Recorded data
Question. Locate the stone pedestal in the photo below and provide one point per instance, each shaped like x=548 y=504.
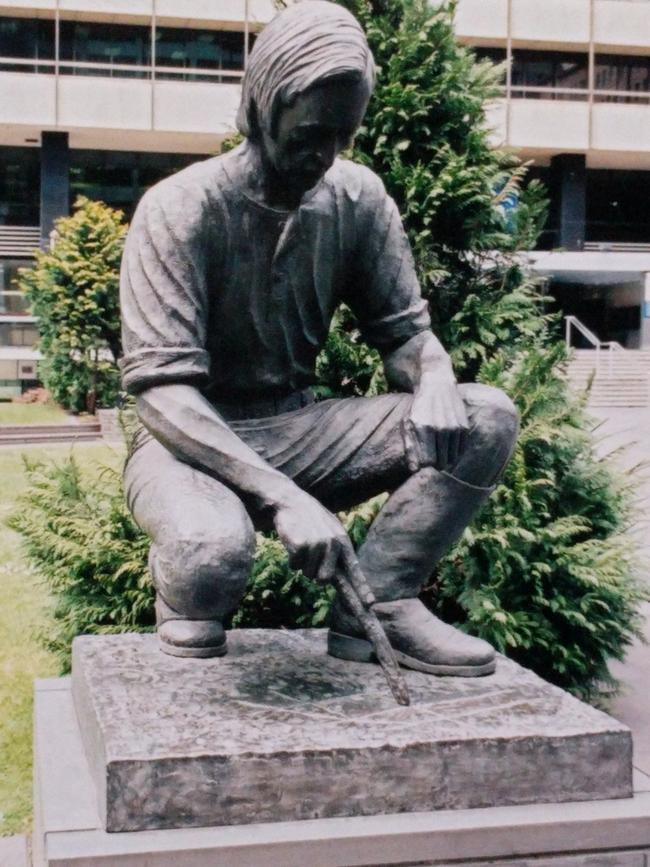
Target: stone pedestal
x=279 y=731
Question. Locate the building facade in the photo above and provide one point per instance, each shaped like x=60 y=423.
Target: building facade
x=104 y=97
x=577 y=105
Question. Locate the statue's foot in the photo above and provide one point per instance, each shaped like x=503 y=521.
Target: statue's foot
x=199 y=639
x=419 y=639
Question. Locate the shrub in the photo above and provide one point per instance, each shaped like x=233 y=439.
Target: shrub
x=545 y=572
x=79 y=535
x=73 y=289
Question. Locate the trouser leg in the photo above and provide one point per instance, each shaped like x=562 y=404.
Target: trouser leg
x=424 y=516
x=202 y=548
x=427 y=514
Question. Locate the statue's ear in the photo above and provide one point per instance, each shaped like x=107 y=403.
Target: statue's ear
x=254 y=130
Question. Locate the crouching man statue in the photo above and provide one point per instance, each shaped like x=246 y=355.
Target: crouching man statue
x=232 y=272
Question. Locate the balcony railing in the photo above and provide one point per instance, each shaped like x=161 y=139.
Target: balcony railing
x=579 y=94
x=19 y=241
x=121 y=70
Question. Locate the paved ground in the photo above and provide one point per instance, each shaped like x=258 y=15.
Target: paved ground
x=628 y=428
x=13 y=851
x=631 y=428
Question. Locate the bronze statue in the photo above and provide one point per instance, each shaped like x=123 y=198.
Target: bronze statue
x=232 y=272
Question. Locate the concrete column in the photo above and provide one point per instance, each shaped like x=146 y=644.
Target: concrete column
x=55 y=181
x=644 y=337
x=569 y=200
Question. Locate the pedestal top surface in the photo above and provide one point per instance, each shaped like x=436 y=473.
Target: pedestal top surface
x=280 y=691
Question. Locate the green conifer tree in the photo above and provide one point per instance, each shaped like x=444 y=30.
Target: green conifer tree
x=73 y=289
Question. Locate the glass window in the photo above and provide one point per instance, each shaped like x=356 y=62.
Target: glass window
x=554 y=69
x=12 y=299
x=17 y=334
x=494 y=55
x=20 y=182
x=622 y=72
x=198 y=49
x=27 y=38
x=119 y=178
x=112 y=44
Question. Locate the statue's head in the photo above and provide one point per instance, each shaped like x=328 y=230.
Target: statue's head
x=305 y=91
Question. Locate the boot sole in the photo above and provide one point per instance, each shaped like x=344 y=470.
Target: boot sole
x=192 y=652
x=359 y=650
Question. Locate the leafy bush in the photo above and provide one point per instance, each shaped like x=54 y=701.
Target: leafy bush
x=73 y=289
x=546 y=572
x=79 y=535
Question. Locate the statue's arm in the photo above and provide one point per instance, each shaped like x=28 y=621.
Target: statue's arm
x=179 y=417
x=185 y=423
x=385 y=294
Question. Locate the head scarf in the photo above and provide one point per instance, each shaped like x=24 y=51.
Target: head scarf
x=306 y=44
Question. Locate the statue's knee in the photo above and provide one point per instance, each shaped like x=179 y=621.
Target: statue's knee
x=204 y=577
x=499 y=417
x=495 y=425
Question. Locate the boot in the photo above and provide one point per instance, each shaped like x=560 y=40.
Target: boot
x=178 y=636
x=419 y=639
x=420 y=521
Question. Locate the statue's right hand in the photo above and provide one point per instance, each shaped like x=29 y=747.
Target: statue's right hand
x=315 y=539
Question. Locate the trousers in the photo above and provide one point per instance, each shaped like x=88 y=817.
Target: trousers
x=340 y=451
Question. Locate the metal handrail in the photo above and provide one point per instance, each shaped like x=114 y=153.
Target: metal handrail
x=612 y=346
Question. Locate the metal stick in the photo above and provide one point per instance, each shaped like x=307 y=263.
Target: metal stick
x=373 y=629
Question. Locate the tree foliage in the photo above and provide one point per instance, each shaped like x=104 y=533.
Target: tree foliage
x=73 y=289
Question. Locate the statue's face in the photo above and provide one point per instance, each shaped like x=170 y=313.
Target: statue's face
x=311 y=132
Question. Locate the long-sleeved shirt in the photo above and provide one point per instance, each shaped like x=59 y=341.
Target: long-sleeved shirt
x=236 y=298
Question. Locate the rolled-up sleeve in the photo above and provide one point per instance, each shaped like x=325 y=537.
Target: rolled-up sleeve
x=384 y=292
x=163 y=294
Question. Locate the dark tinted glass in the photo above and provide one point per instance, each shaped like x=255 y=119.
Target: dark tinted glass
x=616 y=209
x=494 y=55
x=92 y=42
x=619 y=72
x=199 y=49
x=19 y=186
x=119 y=178
x=549 y=69
x=27 y=38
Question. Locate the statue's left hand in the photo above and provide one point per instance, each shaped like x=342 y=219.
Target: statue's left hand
x=436 y=428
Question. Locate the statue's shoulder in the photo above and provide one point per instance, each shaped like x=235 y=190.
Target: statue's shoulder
x=356 y=182
x=188 y=193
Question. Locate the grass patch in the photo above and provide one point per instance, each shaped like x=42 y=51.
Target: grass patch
x=24 y=612
x=32 y=413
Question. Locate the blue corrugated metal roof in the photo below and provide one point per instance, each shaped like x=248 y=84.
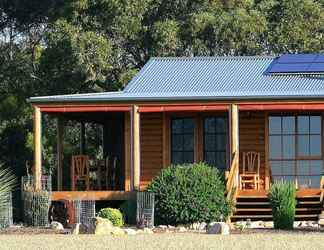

(Task details) Filter the records above for "below" and copy every matching line.

(Solution to this problem)
Question. Locate the stone pedestal in the photo below and provide one point per instance, each shaped like x=548 y=504.
Question. Locate the blue corrugated metal roof in the photo below and provide one point per instance, each shaped like x=248 y=84.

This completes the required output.